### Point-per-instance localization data

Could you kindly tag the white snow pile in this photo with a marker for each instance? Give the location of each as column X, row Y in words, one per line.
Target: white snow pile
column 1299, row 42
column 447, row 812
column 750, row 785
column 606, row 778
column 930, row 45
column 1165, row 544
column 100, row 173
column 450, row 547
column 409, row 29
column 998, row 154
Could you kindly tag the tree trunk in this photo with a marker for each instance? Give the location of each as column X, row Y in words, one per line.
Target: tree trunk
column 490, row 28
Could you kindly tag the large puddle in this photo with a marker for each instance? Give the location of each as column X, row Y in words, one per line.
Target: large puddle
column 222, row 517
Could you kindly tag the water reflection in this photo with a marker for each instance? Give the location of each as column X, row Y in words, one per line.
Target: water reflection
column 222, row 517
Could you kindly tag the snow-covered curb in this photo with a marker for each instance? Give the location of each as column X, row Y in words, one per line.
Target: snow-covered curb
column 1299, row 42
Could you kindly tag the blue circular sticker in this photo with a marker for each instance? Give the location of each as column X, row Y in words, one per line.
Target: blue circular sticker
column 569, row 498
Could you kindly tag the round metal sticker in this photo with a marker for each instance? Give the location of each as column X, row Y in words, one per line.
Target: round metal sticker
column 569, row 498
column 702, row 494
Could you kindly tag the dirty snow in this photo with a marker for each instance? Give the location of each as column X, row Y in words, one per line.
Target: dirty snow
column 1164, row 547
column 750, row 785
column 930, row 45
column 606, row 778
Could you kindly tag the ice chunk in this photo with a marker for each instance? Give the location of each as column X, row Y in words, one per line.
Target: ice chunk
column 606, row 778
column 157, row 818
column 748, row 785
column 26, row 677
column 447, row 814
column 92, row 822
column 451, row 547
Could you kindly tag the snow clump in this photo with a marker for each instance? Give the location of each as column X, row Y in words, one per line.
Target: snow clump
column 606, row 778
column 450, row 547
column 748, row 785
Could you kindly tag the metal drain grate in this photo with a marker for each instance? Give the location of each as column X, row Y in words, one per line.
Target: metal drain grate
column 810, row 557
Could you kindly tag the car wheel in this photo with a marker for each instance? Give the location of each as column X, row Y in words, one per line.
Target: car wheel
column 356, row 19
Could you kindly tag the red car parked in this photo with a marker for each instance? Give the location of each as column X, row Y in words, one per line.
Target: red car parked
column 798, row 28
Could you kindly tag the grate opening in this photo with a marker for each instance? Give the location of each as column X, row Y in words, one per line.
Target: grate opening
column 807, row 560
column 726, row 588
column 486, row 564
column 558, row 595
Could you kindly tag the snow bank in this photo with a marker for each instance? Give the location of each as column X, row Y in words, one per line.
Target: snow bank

### Problem to work on
The whole of the data must be given back word for word.

### Answer below
Could you kindly tag the white snow pile in this photo with a marker for each instance? Give the location of each as column X, row Y in words, one per line.
Target: white snow pile
column 1299, row 42
column 447, row 812
column 750, row 785
column 606, row 778
column 930, row 45
column 1165, row 544
column 100, row 173
column 450, row 547
column 409, row 29
column 998, row 154
Could you kindly tag the tree trunk in this photo with a marker for each instance? Give the location of each as column X, row Y in words, one per line.
Target: tree trunk
column 490, row 28
Could you kindly tag the large puddle in this photo with a marker for each instance? Give the location of each as column X, row Y in words, one per line.
Target: large puddle
column 222, row 517
Could you kindly tag the water reflection in this photo with a marker for each instance? Give the location of each as column X, row Y in words, one per line.
Target: water reflection
column 222, row 517
Could you kindly tag the snow-covered curb in this photo with a marker for each instance? Give the location of each as column X, row Y in words, one per line.
Target: snow-covered curb
column 1299, row 42
Could you kindly tag the blue circular sticker in this photo with a marker for each instance? Give the location of each as column X, row Y in words, one per line.
Target: blue circular sticker
column 569, row 498
Could you kindly tag the round metal sticker in this photo with a marker for each instance? Give the location of each as column X, row Y in words, one per line.
Target: round metal sticker
column 569, row 498
column 702, row 494
Could you kindly tag the dirty snow in this photo with a marker for each instance? Give the location of each as column X, row Y in words, one per line.
Target: dirty snow
column 1164, row 547
column 750, row 785
column 930, row 45
column 606, row 778
Could you kindly tag the ice chunk in this photo with a marker for each instance? Give the location of each as column X, row Y in words, one per line.
Target: ice chunk
column 606, row 778
column 157, row 818
column 748, row 785
column 26, row 677
column 447, row 814
column 92, row 822
column 451, row 547
Could you kindly tag the snow clump in this photo with a marker for each instance? Give the location of each as column X, row Y in words, one per line.
Target: snow clump
column 606, row 778
column 450, row 547
column 748, row 785
Could you kindly tag the metal drain grate in this photo with a marker for each instance? Give the location of each as column X, row Y in words, one per line.
Target: metal drain grate
column 810, row 557
Could you kindly tag the car wheel in this photo with a marker for each instance? Give the location of each as column X, row Y in words, one per line.
Target: car wheel
column 356, row 19
Could you kindly tag the red car parked in this photo with a marker for each instance? Give the location of each as column X, row Y in words, one per line.
Target: red car parked
column 798, row 28
Could you kindly tag the grate opening in this photo with a marker for each instance? Give the location of each as column X, row Y in words, one per line.
Target: grate opening
column 807, row 560
column 726, row 588
column 486, row 564
column 558, row 595
Could you kindly tag the snow bank in this photo with a marker for each instance? Give the location of each as column X, row Y in words, one per line.
Target: snow bank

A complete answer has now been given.